> [Provided passage]:

== Segment start ==

Paul
Goble
Staunton, March 25 – All his PR
efforts notwithstanding, Vladimir Putin “is not afraid of the virus but of the
people” and is not acting out of concern for their lives and health but rather
to protect his own power, according to Yabloko opposition politician Boris
Vishnevsky (blog.newsru.com/article/25mar2020/net_putinu).
The Kremlin leader has repeatedly
shown that he isn’t concerned about the people in cases ranging from the Kursk,
Nord-Ost, Beslan, the Chechen war, the Georgian war, the Ukrainian war, the Syrian
war, and pension reform. But his
decision to postpone the voting on his constitutional amendments shows that he
does fear the people.
If the coronavirus were the only
problem on the horizon, Vishnevsky says, Putin would have had the April 22 vote
go ahead. “But the situation now is such that the combination of the epidemic,
quarantine measures, declining living standards, the falling ruble exchange
rate, inflation, and the threat of unemployment have put the results of this ‘voting”
in doubt.”
Indeed, attitudes about Putin are
changing to the negative so quickly that he might not get the majority he needs
to stay in power until 2036 no matter how many administrative measures he and
his minions might employ. That is why he
delayed the vote, not from any concern about the well-being of the Russian
people.
Lev Shlosberg, a Pskov opposition
deputy, and Dmitry Gudkov, an opposition commentator, make a similar argument. Shlosberg
suggests says that with his speech, Putin was “struggling not with the coronavirus
but with his falling rating” and clearly hasn’t figured out what to do other
than use PR (blog.newsru.com/article/25mar2020/putin_virus).
And Gudkov for his part says that
Putin’s choices are limited because he has lied to the people so often that no
one is going to trust him “for a minute” during this crisis whatever he says
and whatever he promises. They’ve finally learned their lesson, he argues (blog.newsru.com/article/25mar2020/obman).

== Segment end ==

> [Information supplied]:
== Segment start ==

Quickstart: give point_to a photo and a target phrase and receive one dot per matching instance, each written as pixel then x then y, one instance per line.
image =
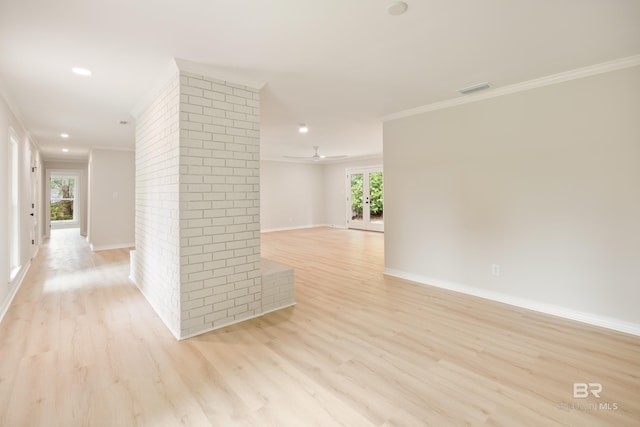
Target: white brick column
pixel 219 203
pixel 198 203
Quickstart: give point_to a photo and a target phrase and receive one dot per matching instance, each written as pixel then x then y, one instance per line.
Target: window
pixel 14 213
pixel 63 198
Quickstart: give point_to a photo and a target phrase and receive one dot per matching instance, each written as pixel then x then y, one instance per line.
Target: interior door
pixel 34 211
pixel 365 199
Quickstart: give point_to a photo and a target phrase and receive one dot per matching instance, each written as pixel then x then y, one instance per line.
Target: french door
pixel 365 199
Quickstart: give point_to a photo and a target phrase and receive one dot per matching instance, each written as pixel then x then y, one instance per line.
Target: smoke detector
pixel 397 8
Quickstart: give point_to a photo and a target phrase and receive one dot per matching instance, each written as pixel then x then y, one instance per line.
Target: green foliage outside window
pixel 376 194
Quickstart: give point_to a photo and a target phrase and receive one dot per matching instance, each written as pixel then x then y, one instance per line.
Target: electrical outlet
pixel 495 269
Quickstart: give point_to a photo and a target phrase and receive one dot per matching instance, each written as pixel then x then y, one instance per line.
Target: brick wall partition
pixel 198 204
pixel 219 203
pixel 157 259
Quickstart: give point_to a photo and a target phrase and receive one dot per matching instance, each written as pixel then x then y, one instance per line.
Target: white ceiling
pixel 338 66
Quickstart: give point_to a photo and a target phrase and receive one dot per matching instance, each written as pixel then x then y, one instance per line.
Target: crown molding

== Segment end ==

> [Task A]:
Could you restate word for word the part of the piece on Putin's postponed vote starting with "The Kremlin leader" and going on through "fear the people."?
> [Task B]:
In the piece on Putin's postponed vote, which factors does Vishnevsky say have combined to put the results of the voting in doubt?

> [Written reply A]:
The Kremlin leader has repeatedly
shown that he isn’t concerned about the people in cases ranging from the Kursk,
Nord-Ost, Beslan, the Chechen war, the Georgian war, the Ukrainian war, the Syrian
war, and pension reform. But his
decision to postpone the voting on his constitutional amendments shows that he
does fear the people.

> [Written reply B]:
- the epidemic
- quarantine measures
- declining living standards
- the falling ruble exchange rate
- inflation
- the threat of unemployment